**Goal**
Output the data below in full, byte for byte. Nothing may differ.

Records from a data source
◆ ◆ ◆
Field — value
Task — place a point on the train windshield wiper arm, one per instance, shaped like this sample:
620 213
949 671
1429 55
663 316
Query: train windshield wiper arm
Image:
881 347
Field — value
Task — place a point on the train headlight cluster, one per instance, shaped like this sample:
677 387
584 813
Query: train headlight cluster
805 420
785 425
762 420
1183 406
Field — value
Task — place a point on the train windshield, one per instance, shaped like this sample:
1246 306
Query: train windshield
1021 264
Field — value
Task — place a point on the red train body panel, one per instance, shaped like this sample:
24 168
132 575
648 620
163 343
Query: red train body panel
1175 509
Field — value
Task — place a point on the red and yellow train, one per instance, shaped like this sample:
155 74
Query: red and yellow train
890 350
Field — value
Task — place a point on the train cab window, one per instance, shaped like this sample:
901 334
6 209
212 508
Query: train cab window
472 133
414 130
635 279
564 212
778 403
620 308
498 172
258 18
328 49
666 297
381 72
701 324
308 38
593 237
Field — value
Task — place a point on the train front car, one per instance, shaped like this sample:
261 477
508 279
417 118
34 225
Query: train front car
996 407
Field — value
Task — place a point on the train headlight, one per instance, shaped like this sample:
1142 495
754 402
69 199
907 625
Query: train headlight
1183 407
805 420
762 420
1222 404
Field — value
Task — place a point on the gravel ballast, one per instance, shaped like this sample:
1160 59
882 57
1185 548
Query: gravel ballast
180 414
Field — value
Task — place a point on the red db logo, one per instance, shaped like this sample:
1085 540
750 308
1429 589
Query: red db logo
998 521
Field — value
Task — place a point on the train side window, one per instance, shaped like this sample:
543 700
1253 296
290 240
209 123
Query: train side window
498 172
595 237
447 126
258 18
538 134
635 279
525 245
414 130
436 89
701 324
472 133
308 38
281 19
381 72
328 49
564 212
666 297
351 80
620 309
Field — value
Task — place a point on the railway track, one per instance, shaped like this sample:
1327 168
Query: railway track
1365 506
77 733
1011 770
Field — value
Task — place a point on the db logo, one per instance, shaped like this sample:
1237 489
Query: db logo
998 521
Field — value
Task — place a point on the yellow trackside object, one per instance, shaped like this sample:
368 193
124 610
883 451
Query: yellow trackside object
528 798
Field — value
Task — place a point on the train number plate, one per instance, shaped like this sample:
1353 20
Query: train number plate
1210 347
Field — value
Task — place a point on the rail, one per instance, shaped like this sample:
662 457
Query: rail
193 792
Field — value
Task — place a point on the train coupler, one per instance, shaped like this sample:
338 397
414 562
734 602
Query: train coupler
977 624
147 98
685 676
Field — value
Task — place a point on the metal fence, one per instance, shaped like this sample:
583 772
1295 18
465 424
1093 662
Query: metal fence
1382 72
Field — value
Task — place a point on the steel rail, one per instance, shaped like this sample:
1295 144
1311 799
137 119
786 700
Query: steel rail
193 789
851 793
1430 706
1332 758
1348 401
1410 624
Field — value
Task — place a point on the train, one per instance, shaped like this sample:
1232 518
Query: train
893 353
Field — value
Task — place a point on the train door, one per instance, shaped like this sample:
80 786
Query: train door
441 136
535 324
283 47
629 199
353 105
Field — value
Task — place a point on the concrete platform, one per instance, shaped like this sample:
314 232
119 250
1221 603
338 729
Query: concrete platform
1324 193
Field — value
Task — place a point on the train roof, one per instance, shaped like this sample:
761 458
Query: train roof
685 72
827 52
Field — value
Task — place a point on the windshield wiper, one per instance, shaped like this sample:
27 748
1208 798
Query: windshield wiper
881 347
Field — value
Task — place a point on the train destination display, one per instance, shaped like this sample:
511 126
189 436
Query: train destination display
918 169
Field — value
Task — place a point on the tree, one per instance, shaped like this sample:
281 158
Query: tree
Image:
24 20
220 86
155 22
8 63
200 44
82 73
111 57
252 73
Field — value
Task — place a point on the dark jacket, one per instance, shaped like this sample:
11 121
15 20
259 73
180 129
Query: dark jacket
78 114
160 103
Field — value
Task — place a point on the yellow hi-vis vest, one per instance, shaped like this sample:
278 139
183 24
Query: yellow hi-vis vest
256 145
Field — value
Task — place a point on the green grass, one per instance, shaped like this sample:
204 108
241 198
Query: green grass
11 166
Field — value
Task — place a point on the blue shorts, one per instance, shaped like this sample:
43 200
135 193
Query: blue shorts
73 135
◆ ◆ ◆
**Complete answer**
Field — value
Task — place a point on the train windshield wiper arm, one per instance, shaped like this sample:
620 213
949 671
1429 55
663 316
Query: train windshield wiper arm
Image:
881 347
Field — value
Task — place a point on the train headlight cluster, one per instance, shaped like this sample:
677 387
584 813
Query: train headlight cluster
805 420
785 425
762 420
1183 406
Field — value
Task — place a point on the train windshield, one per instance, shaped like this sample:
1246 306
Query: train windshield
1021 264
Field — value
Task — place a point on the red train body panel, one per instance, shaped like this sample:
24 168
132 575
648 620
163 343
Query: red train body panel
1175 509
Field — value
Task — place a point on the red and yellow train, one per instance, shaped like this sample:
155 74
Query: red and yellow train
890 350
Field — value
Task — place a point on the train cab window, one per instance, shaped like this sample:
901 334
6 209
212 508
Query: train cab window
472 133
414 130
635 279
564 212
778 403
620 308
498 172
258 18
328 49
666 297
381 72
701 324
308 38
593 237
Field — value
Task — place a point on the train front car, one per instance, shaped like this sample:
261 477
508 279
417 118
34 225
Query: train front car
996 407
Field — value
Task — place a point on the train headlight, one per instance, shaped like this sample:
1142 495
754 402
69 199
907 625
Query: train headlight
1183 407
805 420
762 420
1222 404
Field — value
Task — place a point on the gravel ballast, one per instance, shaped like this sample:
1160 59
882 57
1185 548
Query: gravel ballast
180 414
Field — value
Task — place a point on the red db logo, one per instance, shaped like this sample:
1085 540
750 308
1429 589
Query: red db logo
998 521
Field — value
Task — place a point on the train side window, one per instance, shaped like this sample:
543 700
1253 296
290 240
209 123
Query: train side window
498 172
595 237
447 126
258 18
538 134
635 279
525 245
414 130
436 89
701 324
472 133
308 38
281 19
381 72
328 49
564 212
666 297
351 80
620 309
Field — value
Task — place a point on the railway track, one per instance, shaped like this sample:
1327 168
Query: railway track
1365 506
77 733
1011 770
Field — value
Task — place a point on the db logo, one per instance, shaped like this sample:
1237 489
Query: db logo
998 521
Field — value
Task — place a point on the yellow trackside object, one per instance, shaped like this sample:
368 193
124 610
883 451
Query: yellow trackside object
528 798
Field — value
Task — place a point on the train number plate, one per instance, shaped like this sample:
1353 20
Query: train number plate
1210 347
Field — value
Task — place a point on the rail, one per instance, shaped like this sample:
662 457
Query: rail
193 792
Field — value
Task — place a point on the train coupler, one per instance, shaped like this sample:
338 397
414 562
734 602
Query: train coupler
977 624
147 98
685 676
Field — value
Task — place a point on the metal fence, one per instance, shaped like this sample:
583 772
1295 18
465 424
1093 662
Query: metal fence
1382 72
Field — value
Task — place a point on the steel rail, one per instance, shaped like this sample:
1295 144
1311 799
137 119
786 700
Query: steel rail
193 789
851 793
1430 706
1332 758
1348 401
1410 624
Field — value
Task — place a point on the train, one per instance, shaped like this sample:
1232 518
Query: train
893 353
Field — value
Task — place a point on the train door, one per instance, shaped like this sample:
80 786
Query: train door
441 136
535 324
283 47
629 199
353 105
Field — value
Task — place a point on the concrete platform, one per instance, shaped like this sample:
314 232
119 250
1221 603
338 729
Query: concrete platform
1324 193
Field — value
Task — place a point on the train roof, one per instance, shaped like this sample:
761 458
Query: train roof
685 72
827 52
Field — value
Task — place a point on the windshield wiper, one per instance, shaped like this sample:
27 748
1208 798
Query: windshield wiper
881 347
Field — value
Task — place a point on the train destination display, one per instance, shaped like this sample:
511 126
189 436
Query: train destination display
918 169
Field — value
Task — place a point on the tree, one per instance, shaped like this sample:
281 158
Query: tree
Image:
24 20
220 86
155 22
8 63
200 44
82 73
111 57
252 73
Field — value
Task — place a point on the dark jacket, one per instance, shaped like this sample:
11 121
15 20
259 73
180 129
Query: dark jacket
78 114
160 103
Field — value
Task — place a point on the yellow hi-vis vest, one per instance, shaped like this sample:
278 139
183 24
Query: yellow hi-vis vest
256 145
Field — value
Task — place a point on the green grass, one per instance, shaped like this sample:
204 108
241 198
Query: green grass
11 166
Field — value
Task — place a point on the blue shorts, one per instance, shaped like this sample:
43 200
135 193
Query: blue shorts
73 135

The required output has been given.